## Start

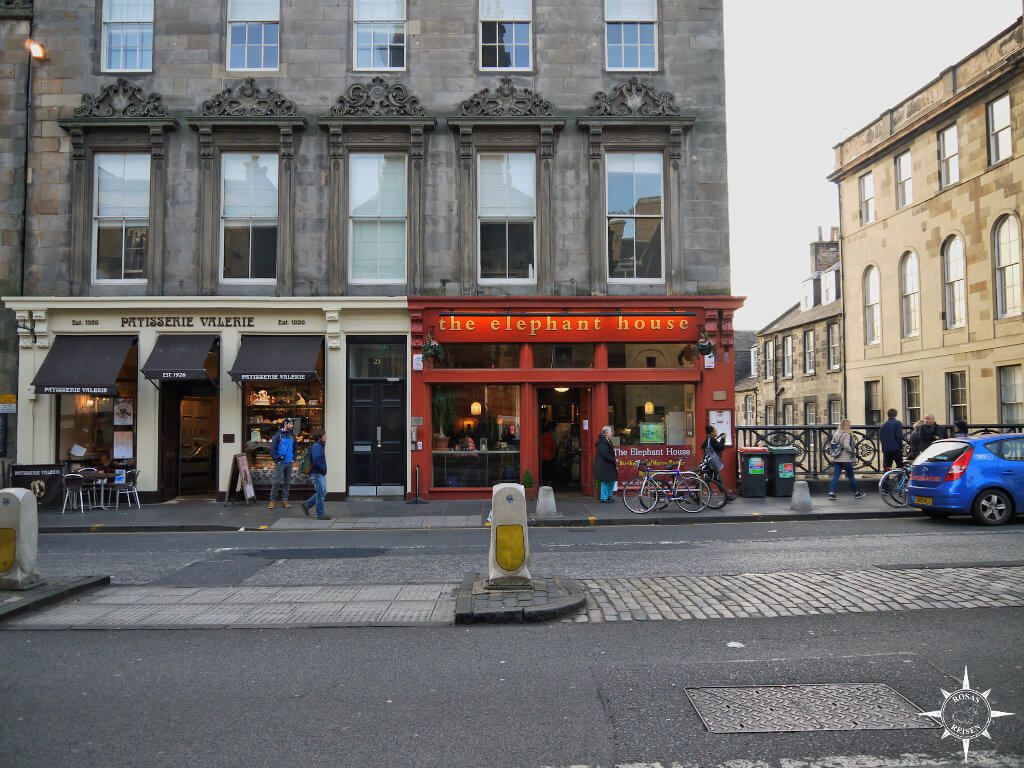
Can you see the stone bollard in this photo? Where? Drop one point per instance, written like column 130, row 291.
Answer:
column 18, row 540
column 801, row 499
column 508, row 564
column 546, row 502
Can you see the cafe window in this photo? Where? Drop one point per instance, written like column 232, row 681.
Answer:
column 99, row 430
column 563, row 355
column 476, row 435
column 481, row 355
column 651, row 355
column 652, row 414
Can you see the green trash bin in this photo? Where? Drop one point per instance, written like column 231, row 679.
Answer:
column 781, row 470
column 753, row 470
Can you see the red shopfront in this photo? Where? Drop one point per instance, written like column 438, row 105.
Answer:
column 491, row 375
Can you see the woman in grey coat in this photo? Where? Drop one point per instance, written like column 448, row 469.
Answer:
column 844, row 462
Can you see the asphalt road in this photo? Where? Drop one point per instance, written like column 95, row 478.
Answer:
column 444, row 555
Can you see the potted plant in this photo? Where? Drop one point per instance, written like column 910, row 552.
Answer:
column 442, row 414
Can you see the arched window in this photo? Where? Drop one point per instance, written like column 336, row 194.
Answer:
column 872, row 306
column 954, row 296
column 1007, row 241
column 909, row 284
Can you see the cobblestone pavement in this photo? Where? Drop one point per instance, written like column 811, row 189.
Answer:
column 220, row 607
column 800, row 593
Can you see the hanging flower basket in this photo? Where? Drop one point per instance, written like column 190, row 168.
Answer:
column 705, row 345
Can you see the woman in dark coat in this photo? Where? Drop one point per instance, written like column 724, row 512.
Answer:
column 604, row 465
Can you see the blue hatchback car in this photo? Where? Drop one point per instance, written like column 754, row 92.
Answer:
column 981, row 476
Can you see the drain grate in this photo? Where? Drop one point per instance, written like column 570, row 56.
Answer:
column 778, row 709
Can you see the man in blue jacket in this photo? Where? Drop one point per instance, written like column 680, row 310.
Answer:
column 283, row 453
column 892, row 441
column 317, row 457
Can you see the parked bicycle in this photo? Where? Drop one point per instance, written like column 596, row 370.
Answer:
column 657, row 487
column 892, row 486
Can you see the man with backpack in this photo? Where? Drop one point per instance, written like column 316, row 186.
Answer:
column 283, row 453
column 314, row 463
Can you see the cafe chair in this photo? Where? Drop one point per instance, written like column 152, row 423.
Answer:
column 129, row 489
column 74, row 484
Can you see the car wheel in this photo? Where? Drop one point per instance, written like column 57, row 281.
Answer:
column 992, row 507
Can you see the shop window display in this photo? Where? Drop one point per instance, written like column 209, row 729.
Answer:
column 476, row 435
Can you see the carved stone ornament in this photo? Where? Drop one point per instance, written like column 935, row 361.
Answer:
column 249, row 102
column 635, row 98
column 507, row 101
column 122, row 99
column 378, row 98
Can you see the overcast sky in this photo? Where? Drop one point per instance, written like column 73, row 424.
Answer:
column 802, row 75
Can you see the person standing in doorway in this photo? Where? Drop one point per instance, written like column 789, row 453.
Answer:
column 604, row 465
column 317, row 457
column 891, row 435
column 283, row 453
column 843, row 462
column 549, row 450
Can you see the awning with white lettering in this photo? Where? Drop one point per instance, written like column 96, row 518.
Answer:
column 278, row 358
column 180, row 357
column 83, row 365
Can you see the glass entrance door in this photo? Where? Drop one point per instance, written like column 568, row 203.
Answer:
column 377, row 440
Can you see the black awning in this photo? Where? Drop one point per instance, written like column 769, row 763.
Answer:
column 278, row 358
column 179, row 357
column 83, row 365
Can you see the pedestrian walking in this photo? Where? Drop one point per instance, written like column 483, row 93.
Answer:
column 604, row 465
column 549, row 450
column 843, row 461
column 283, row 453
column 713, row 448
column 317, row 473
column 914, row 439
column 892, row 441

## End

* _WORK TO BE COMPLETED_: Copy out the records word for word, from their beginning through the line containing "column 844, row 462", leaving out the pictures.

* _RESPONSE TO THIS TASK_:
Can you see the stone bollard in this photo? Where? Drop one point per instance, written like column 130, row 291.
Answer:
column 18, row 540
column 801, row 499
column 508, row 564
column 546, row 502
Can you see the cafe window in this photo? Where? Drop one point per instance, written like column 232, row 681.
Answer:
column 99, row 430
column 563, row 355
column 476, row 435
column 481, row 355
column 651, row 355
column 652, row 414
Can you see the green trash bin in this photo? Where? Drop one point per instance, written like column 231, row 679.
Answer:
column 781, row 470
column 753, row 470
Can you see the red shopfront in this photo? Where? Drop one point per instance, written like column 438, row 105.
Answer:
column 491, row 375
Can you see the woman in grey coat in this photo? Where? Drop one point per instance, written like column 448, row 469.
Answer:
column 844, row 462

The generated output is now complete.